Written problem
Quote precisely the final stretch of the listing: start at the line containing "find the white sign board" and stop after the last line.

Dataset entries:

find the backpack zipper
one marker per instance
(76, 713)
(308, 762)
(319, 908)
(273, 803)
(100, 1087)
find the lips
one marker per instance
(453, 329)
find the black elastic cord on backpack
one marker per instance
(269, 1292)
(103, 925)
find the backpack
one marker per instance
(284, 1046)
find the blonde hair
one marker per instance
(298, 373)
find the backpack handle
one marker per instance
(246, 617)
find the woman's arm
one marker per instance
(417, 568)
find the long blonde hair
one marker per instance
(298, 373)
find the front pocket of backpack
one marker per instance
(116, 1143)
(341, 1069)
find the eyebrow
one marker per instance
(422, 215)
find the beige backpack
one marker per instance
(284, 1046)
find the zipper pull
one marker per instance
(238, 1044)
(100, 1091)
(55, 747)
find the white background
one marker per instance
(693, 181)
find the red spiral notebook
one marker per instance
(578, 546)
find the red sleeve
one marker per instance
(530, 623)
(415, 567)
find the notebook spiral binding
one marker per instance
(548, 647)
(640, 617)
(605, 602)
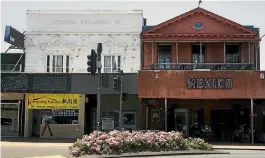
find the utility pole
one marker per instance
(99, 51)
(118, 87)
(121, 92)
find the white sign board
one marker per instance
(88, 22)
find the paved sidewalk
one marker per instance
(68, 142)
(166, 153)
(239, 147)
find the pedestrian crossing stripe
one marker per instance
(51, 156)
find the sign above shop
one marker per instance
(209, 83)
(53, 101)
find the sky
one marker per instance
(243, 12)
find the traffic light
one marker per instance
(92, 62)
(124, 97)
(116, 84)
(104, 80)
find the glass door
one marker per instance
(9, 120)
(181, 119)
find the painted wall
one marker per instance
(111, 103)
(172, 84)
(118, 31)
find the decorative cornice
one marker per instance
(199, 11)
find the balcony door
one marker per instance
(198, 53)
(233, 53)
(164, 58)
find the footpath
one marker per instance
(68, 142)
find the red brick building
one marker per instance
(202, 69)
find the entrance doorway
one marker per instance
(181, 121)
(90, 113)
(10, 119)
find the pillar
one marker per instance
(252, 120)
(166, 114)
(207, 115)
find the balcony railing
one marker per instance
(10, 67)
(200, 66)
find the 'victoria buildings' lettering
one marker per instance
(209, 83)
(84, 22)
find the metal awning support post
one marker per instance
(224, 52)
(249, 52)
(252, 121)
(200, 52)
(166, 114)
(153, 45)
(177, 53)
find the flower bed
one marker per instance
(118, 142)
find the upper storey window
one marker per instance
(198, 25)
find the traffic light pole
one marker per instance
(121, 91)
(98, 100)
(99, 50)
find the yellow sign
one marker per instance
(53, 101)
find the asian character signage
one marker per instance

Problem solution
find the white sign board
one marker per instance
(88, 22)
find the paved sidewalk
one marker per instance
(68, 142)
(166, 153)
(239, 147)
find the pedestrian crossing stripe
one marker per instance
(51, 156)
find the sign above shop
one marker per instance
(209, 83)
(53, 101)
find the sky
one marker per instance
(243, 12)
find the traffic light
one marker per instance
(92, 62)
(124, 97)
(116, 84)
(104, 80)
find the glass door
one marker per instance
(9, 120)
(181, 119)
find the painted wall
one marker per instance
(111, 103)
(172, 84)
(118, 31)
find the decorative cornice
one marker per instance
(199, 11)
find the balcony door
one marker per instance
(198, 53)
(233, 53)
(164, 58)
find the footpath
one marker per instance
(68, 142)
find the red brick building
one marker per instance
(202, 69)
find the entrance doorway
one marker per instance
(181, 121)
(90, 113)
(10, 119)
find the pillar
one marker per instance
(252, 120)
(166, 114)
(207, 115)
find the balcony railing
one marker per instance
(10, 67)
(200, 66)
find the 'victoria buildings' lettering
one marker per instance
(209, 83)
(84, 22)
find the metal awning support post
one marker per instance
(224, 52)
(249, 52)
(252, 121)
(200, 52)
(166, 114)
(153, 45)
(177, 53)
find the flower bed
one marker per instance
(118, 142)
find the upper storey window
one marker per instance
(198, 25)
find the traffic light pole
one marker per instance
(121, 91)
(98, 100)
(99, 50)
find the yellow sign
one marker per instance
(53, 101)
find the asian character signage
one marker per instance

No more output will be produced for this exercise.